PROBLEM DESCRIPTION —
List every team member named on the cyber infrastructure project page below.

SUPPLIED PASSAGE —

□ □ □

Skip to content

jonesdebu/Building-Cyber-Infrastructure-for-Researchers

 
 

Repository files navigation

Building-Cyber-Infrastructure-for-Researchers

Mentors: Abraham Matta(matta@bu.edu), Ali Raza (araza@bu.edu)

Team Members: Tian Chen(ct970808@bu.edu), Donovan Jones(jonesde@bu.edu), Komal Kango(komalk@bu.edu), Jing Song (jingsong@bu.edu), Kristi Perreault(kristip@bu.edu)


1. Vision and Goals Of The Project


The system will be a cloud based infrastructure that runs code written in Python or R over specified data sets to create and compare models that predict ecological forecasts. High-Level Goals for this Project include:

  • Providing a web service with a simple user experience such that researchers can submit code and periodically run it on data sets.
  • Developing reliable infrastructure on unreliable nodes using a Kubernetes Cluster
  • Focusing on Function as a Service with OpenWhisk as a proof of concept
  • Providing a user interface that allows for comparisons between multiple models on the same data set along with comparisons of models using periodic data sets in order to determine model accuracy.
    • Due to unforeseen circumstances, this goal has been modified to allow for a simple response from OpenWhisk. Anything delivered further is viewed as a stretch goal.

2. Users/ Personas of the Project


The system will be deployed by system administrators and used by the end-users in the earth science department of BU. It targets end-users, specifically ecological researchers. It does not target:

  • Non-ecological Researchers
  • Advanced users with complex requirements beyond the scope of the project.

3. Scope and Features of the Project


UI: an easy-to-use web interface for users

  • System Administrator: developers
    • Approve project proposals from project leads
    • Assign users as project leads
    • Management of all existing projects and users in the system
    • Access to information about the current VM cluster*
  • Project Leads: usually professors
    • Approve requests from users to join projects (request received through email)

□ □ □

DATA —
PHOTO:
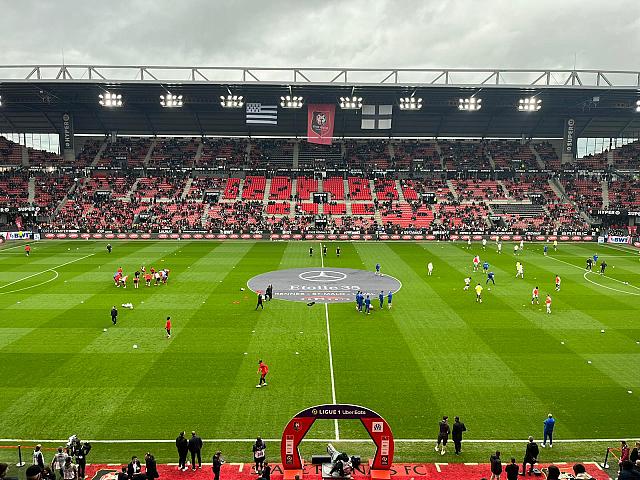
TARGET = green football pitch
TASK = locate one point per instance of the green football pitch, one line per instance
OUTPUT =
(502, 365)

□ □ □

SOLUTION TO THIS EXERCISE —
Tian Chen, Donovan Jones, Komal Kango, Jing Song, Kristi Perreault